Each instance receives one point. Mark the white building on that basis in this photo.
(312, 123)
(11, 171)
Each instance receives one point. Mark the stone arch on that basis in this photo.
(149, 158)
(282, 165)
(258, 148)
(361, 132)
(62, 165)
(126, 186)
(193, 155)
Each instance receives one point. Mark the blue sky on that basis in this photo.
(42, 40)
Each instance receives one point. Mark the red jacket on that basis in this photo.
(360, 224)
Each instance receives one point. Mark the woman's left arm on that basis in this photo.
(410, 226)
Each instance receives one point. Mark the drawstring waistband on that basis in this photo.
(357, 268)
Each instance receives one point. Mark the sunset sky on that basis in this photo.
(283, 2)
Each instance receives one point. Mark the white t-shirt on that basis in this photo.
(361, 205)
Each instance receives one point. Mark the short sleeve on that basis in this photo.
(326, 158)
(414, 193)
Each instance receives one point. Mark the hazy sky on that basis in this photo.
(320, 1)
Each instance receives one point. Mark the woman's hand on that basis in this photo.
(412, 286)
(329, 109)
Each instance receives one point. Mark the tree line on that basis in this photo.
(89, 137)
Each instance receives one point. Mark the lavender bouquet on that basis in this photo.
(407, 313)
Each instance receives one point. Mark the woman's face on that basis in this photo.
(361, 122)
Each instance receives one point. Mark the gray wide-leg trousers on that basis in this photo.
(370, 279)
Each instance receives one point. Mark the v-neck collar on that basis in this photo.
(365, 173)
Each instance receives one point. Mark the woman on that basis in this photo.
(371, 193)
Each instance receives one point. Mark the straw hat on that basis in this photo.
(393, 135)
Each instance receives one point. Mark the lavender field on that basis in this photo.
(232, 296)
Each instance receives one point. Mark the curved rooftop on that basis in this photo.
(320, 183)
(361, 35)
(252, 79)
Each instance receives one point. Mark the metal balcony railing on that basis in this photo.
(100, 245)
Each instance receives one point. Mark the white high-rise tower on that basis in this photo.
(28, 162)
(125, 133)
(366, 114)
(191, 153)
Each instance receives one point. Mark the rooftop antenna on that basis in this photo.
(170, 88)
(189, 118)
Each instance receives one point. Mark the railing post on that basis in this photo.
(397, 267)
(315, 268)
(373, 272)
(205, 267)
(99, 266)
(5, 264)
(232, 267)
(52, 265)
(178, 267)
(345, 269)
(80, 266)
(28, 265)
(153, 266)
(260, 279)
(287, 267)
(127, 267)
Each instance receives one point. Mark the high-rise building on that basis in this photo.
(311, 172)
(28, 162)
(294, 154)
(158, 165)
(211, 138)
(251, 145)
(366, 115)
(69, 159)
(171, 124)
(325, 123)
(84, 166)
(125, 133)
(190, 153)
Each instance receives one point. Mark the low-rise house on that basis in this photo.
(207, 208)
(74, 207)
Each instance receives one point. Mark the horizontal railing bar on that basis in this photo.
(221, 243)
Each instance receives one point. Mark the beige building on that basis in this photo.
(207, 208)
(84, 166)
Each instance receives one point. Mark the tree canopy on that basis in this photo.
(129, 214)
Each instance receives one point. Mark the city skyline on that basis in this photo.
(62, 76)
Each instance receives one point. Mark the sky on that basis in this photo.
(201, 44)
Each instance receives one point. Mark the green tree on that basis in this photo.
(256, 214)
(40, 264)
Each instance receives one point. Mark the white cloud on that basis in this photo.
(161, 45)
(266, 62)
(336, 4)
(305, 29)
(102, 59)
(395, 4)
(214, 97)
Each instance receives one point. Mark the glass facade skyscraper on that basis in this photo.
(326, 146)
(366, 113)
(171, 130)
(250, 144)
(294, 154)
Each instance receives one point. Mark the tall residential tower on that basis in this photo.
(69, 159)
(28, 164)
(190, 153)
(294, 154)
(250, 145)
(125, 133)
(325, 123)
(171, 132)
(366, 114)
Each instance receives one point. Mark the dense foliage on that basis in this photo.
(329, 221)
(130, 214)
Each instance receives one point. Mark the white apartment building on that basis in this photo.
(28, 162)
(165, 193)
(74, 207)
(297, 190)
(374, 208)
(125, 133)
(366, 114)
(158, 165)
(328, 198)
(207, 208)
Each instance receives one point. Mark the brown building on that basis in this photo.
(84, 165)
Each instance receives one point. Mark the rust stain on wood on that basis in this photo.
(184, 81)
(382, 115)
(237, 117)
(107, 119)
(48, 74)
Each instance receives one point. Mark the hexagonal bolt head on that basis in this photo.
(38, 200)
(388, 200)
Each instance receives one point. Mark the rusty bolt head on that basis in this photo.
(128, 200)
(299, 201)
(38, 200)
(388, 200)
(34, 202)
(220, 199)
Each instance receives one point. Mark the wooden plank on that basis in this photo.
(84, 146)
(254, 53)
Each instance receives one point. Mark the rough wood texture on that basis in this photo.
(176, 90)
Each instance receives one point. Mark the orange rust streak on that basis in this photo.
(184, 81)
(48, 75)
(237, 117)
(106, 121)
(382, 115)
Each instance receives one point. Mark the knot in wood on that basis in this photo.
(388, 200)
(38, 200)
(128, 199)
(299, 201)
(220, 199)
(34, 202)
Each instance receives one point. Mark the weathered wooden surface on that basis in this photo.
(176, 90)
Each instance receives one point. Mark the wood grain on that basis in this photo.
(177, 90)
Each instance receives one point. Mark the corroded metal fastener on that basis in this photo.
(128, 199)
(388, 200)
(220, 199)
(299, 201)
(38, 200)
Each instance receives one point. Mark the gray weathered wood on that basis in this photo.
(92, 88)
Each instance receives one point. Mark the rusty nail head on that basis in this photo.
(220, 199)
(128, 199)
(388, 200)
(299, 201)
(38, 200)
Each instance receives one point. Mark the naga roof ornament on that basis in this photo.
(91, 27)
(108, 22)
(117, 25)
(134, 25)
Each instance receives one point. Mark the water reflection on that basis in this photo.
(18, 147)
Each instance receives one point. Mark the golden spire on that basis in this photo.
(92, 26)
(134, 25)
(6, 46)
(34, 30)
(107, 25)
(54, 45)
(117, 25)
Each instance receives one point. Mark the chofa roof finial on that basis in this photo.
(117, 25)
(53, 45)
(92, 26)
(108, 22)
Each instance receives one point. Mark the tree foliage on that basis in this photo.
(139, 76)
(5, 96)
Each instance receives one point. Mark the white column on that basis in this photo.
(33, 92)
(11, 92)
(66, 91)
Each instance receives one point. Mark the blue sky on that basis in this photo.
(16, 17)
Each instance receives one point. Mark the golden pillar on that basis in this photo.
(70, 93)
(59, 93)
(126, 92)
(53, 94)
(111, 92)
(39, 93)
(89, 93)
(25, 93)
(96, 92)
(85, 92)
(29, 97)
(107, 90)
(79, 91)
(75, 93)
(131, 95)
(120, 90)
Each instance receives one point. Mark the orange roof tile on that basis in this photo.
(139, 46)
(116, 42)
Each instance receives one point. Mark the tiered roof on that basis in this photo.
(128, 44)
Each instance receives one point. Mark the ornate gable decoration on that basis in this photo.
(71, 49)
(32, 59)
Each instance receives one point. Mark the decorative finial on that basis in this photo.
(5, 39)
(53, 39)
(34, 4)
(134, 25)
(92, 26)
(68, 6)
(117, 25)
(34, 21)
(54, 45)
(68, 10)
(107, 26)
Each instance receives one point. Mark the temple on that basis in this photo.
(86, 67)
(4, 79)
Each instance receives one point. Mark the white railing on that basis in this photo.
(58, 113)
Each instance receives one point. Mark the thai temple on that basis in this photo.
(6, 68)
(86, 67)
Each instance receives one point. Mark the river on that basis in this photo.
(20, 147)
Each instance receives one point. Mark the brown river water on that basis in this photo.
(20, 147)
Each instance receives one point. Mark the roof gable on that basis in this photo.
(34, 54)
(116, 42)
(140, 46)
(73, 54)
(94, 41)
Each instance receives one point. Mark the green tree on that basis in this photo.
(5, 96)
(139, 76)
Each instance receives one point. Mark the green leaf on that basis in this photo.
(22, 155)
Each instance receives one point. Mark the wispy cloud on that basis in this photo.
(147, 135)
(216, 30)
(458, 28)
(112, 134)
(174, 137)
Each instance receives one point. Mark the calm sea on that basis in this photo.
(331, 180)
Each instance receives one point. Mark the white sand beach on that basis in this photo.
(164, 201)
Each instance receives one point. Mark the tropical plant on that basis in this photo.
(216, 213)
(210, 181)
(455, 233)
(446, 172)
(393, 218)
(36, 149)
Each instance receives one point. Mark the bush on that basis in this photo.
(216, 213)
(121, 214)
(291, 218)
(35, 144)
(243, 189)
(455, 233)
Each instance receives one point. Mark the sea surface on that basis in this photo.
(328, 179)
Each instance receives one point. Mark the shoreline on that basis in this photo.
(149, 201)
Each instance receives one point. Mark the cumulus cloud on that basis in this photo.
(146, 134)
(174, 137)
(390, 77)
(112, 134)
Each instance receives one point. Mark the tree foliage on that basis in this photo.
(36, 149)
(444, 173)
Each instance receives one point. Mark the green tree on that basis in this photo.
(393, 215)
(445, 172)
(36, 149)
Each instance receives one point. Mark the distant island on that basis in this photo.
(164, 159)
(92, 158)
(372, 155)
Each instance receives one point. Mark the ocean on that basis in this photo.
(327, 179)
□ □ □ □
■ Task: Reproduce the listing from the line that contains "Each instance receives one point. Mark the bush" through its final line, both ends included, with the instruction lines unchanged. Multiply each x and y coordinate in the answer points by 1.2 and round to the nearest whole number, rounding halves up.

■ Reply:
Each instance receives one point. Mark the bush on that basis in this photo.
(259, 256)
(145, 257)
(349, 262)
(42, 173)
(292, 227)
(546, 280)
Each instance receives one point. Mark the sea surface on that basis in this photo.
(394, 215)
Each instance receives one point. Mark the shoreline on that basis in this photo.
(179, 241)
Each instance receives one point. Mark the cumulus cloud on that basis in this photo.
(175, 161)
(209, 164)
(468, 92)
(134, 161)
Each instance receives one point. Mark the tree foliage on that basis in this photo.
(43, 179)
(533, 208)
Each instance receives one point. Mark the green tree on that basis in this photo.
(472, 258)
(534, 206)
(43, 179)
Each instance receives one point. Mark the distant island on that basis in this photo.
(197, 191)
(110, 190)
(446, 186)
Each instance receives one point. Mark the ocean on that basis in this photo.
(392, 215)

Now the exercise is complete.